◆ **PROBLEM**: Please report each row below that contains the word "dark", copying every such row in full.

◆ **RECORD EXCERPTS**:

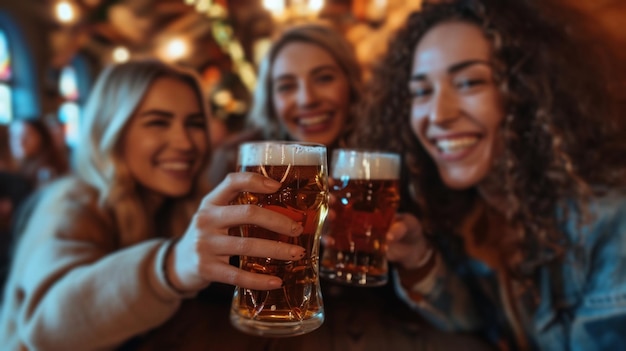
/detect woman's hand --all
[167,172,305,291]
[387,213,432,270]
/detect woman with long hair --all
[357,0,626,350]
[0,61,304,350]
[209,23,362,184]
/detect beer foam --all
[238,142,326,166]
[331,150,400,180]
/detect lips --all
[296,113,332,132]
[433,135,480,154]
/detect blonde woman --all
[0,61,304,350]
[209,23,362,188]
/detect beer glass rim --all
[333,148,401,159]
[239,140,326,148]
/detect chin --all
[440,173,479,190]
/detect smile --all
[433,135,480,154]
[159,161,193,172]
[297,113,332,129]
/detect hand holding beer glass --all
[230,142,328,336]
[320,149,400,286]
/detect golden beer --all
[320,150,400,286]
[231,143,328,336]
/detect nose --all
[297,81,317,106]
[170,123,193,151]
[428,87,459,125]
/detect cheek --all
[409,108,425,144]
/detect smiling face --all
[409,22,504,189]
[122,77,209,198]
[271,42,350,146]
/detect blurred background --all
[0,0,626,148]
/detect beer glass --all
[230,142,328,336]
[320,149,400,286]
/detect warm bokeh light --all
[309,0,324,12]
[163,38,189,61]
[112,46,130,63]
[54,1,76,23]
[263,0,285,15]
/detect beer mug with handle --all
[320,149,400,286]
[230,141,328,336]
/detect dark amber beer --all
[231,142,328,336]
[320,149,400,286]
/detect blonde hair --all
[74,60,210,246]
[248,23,362,147]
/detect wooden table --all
[132,281,490,351]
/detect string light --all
[54,1,77,24]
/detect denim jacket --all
[394,195,626,351]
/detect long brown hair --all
[357,0,626,280]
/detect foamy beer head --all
[331,149,400,180]
[237,141,326,168]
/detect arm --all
[388,214,481,331]
[569,201,626,350]
[2,183,180,350]
[0,173,304,350]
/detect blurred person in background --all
[0,125,32,297]
[9,118,69,188]
[357,0,626,350]
[0,61,305,350]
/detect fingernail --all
[291,222,304,234]
[263,178,280,189]
[267,278,283,289]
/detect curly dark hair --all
[357,0,626,275]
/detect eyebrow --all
[410,60,491,81]
[273,64,340,81]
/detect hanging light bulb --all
[113,46,130,63]
[54,0,77,24]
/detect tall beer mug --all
[320,149,400,286]
[230,142,328,336]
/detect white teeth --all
[436,136,478,153]
[159,162,191,171]
[299,114,328,127]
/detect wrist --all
[161,238,185,295]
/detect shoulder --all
[564,189,626,248]
[24,176,113,245]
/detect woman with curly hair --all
[0,61,304,350]
[357,0,626,350]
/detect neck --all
[140,189,165,218]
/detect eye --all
[145,118,170,127]
[454,78,487,91]
[187,117,206,129]
[315,73,335,83]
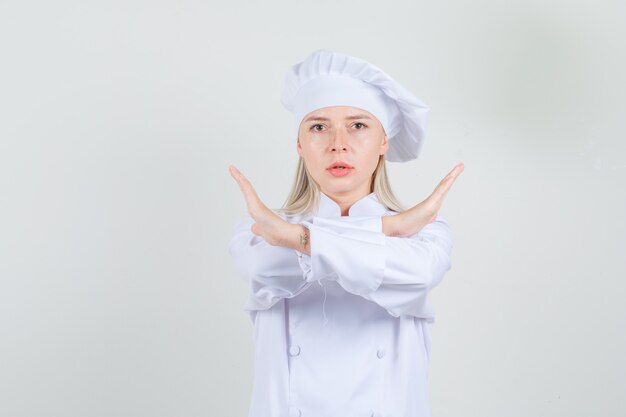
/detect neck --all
[322,190,370,216]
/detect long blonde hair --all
[276,154,405,215]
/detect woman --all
[229,50,463,417]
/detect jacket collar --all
[315,191,387,217]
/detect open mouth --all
[327,161,354,169]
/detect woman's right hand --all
[229,165,302,247]
[383,162,465,236]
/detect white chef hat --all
[281,49,430,162]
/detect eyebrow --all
[304,114,371,122]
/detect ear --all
[380,135,389,155]
[296,138,302,156]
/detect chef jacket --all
[229,192,452,417]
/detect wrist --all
[291,224,311,255]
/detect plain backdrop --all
[0,0,626,417]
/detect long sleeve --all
[228,216,311,313]
[299,216,452,319]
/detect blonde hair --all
[275,154,405,215]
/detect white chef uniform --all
[229,192,452,417]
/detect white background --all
[0,0,626,417]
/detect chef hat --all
[281,49,430,162]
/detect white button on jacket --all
[229,193,452,417]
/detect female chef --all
[229,50,463,417]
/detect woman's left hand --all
[229,165,299,247]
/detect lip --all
[326,161,354,177]
[326,161,354,170]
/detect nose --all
[330,129,348,152]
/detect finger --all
[429,162,465,203]
[229,165,260,207]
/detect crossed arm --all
[229,211,452,318]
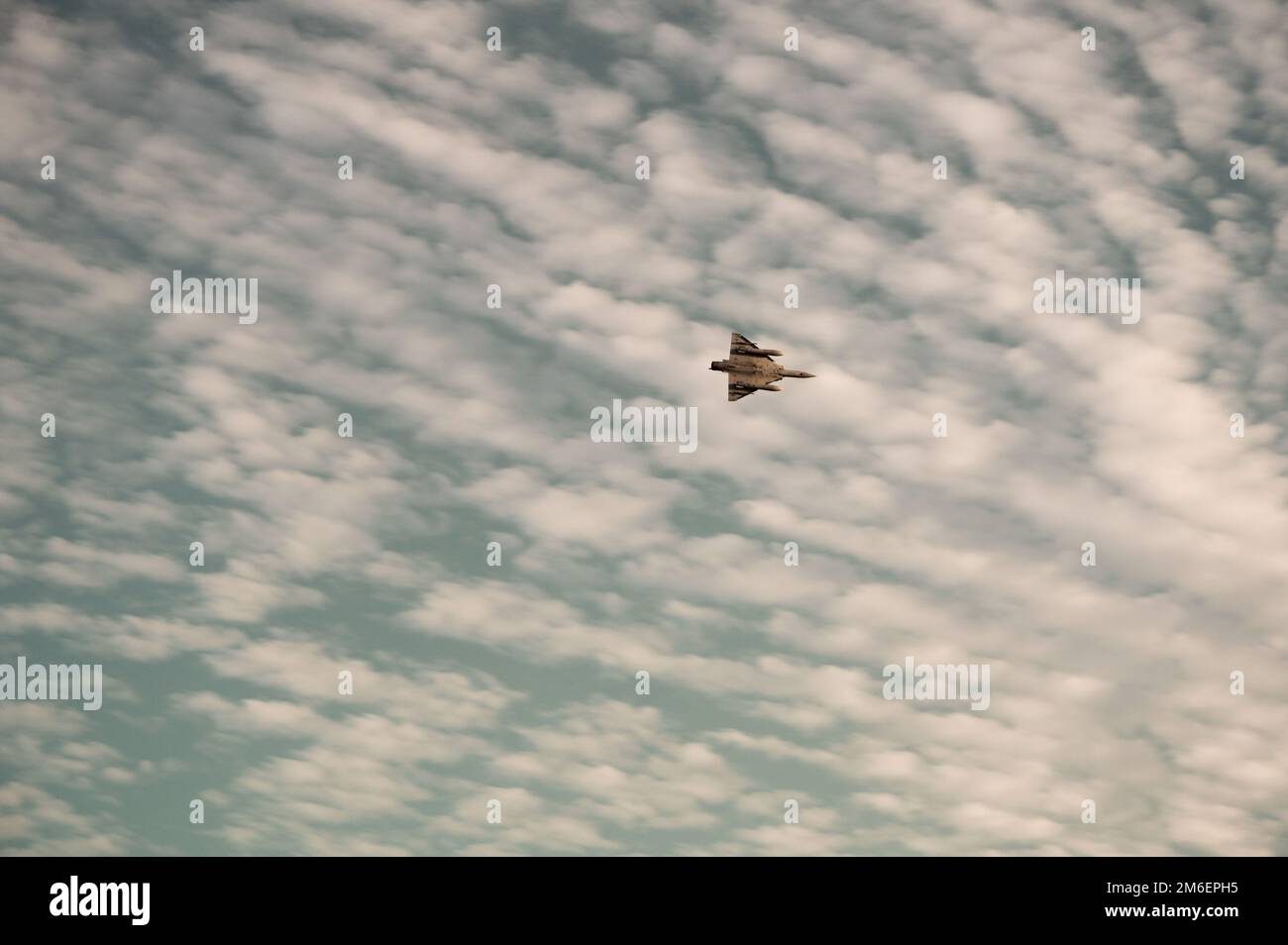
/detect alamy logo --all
[881,657,991,712]
[1033,269,1140,325]
[0,657,103,712]
[152,269,259,325]
[590,399,698,454]
[49,876,152,926]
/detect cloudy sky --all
[0,0,1288,855]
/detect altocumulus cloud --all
[0,0,1288,855]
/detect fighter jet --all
[711,332,814,400]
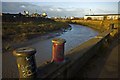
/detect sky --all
[2,0,118,17]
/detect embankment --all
[35,21,118,79]
[2,19,70,51]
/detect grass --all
[2,20,68,51]
[71,20,120,32]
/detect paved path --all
[76,39,120,80]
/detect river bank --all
[71,20,120,33]
[2,20,70,52]
[2,24,98,78]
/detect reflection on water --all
[2,24,98,78]
[29,24,97,66]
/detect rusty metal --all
[13,47,36,78]
[52,38,66,62]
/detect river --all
[2,24,98,78]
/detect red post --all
[52,38,66,62]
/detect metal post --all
[52,38,66,62]
[13,47,36,78]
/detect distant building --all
[42,13,47,17]
[84,14,120,20]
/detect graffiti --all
[20,56,35,77]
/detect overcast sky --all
[2,1,118,17]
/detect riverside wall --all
[37,29,117,79]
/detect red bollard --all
[52,38,66,62]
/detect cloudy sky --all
[2,2,118,17]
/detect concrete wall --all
[37,31,117,79]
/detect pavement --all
[76,38,120,80]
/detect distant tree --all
[87,17,92,20]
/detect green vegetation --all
[2,20,68,51]
[71,20,120,32]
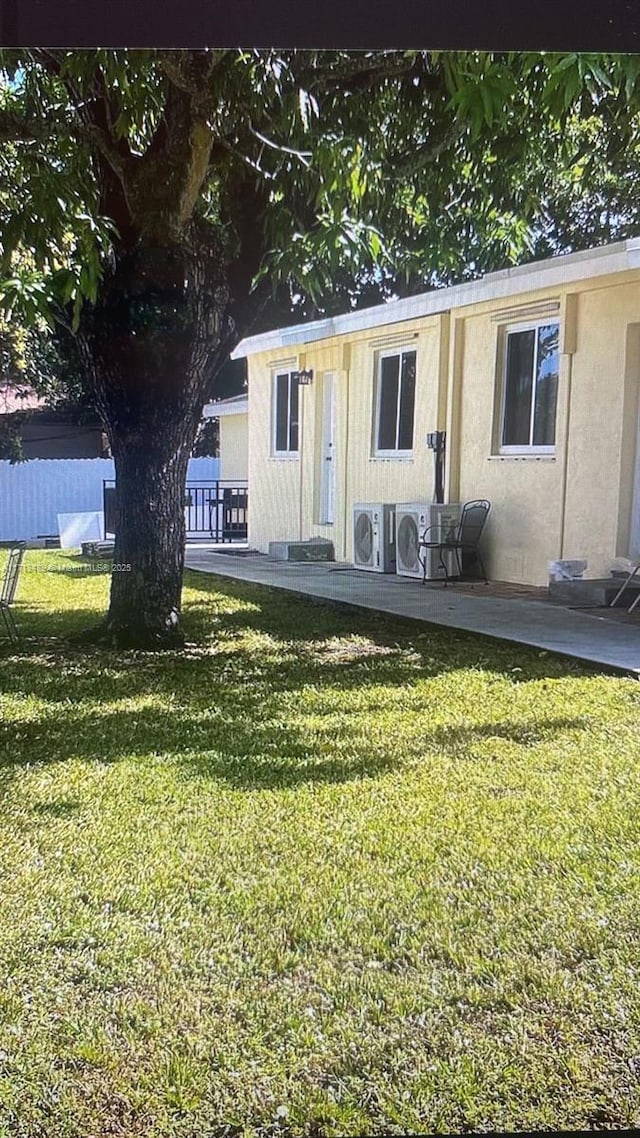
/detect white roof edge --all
[203,395,249,419]
[231,237,640,360]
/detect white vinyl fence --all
[0,459,220,542]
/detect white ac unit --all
[353,502,395,572]
[395,502,462,580]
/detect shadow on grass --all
[0,696,584,796]
[0,575,605,796]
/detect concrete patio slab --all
[186,545,640,678]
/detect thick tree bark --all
[79,226,228,650]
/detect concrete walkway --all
[186,545,640,677]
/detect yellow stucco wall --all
[248,316,443,560]
[248,271,640,585]
[220,412,248,481]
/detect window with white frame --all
[374,348,416,457]
[273,371,300,456]
[499,320,559,454]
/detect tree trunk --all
[104,417,189,648]
[80,224,228,650]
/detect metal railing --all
[102,478,248,542]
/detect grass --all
[0,552,640,1138]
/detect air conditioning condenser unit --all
[395,502,462,580]
[353,502,395,572]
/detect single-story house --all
[233,238,640,585]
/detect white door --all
[629,409,640,559]
[320,371,336,525]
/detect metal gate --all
[102,479,248,542]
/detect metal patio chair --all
[0,542,26,643]
[418,498,491,588]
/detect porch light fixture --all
[292,368,313,387]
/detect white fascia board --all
[231,237,640,360]
[203,398,249,419]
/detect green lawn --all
[0,552,640,1138]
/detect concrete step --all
[549,572,640,609]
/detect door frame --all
[319,371,337,526]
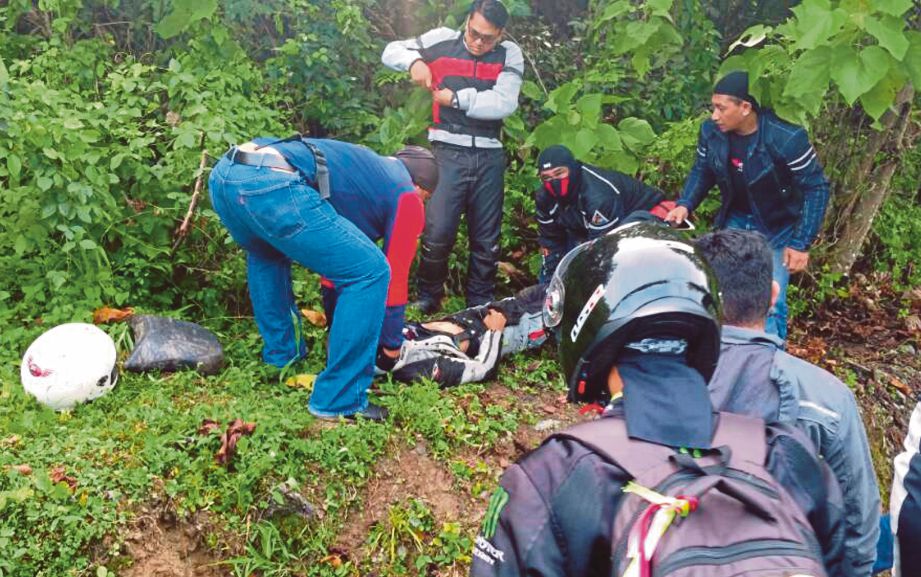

◆ **SOLUTION TO THE PROBLEM**:
/detect dark amber beer --all
/detect curly dark hair --all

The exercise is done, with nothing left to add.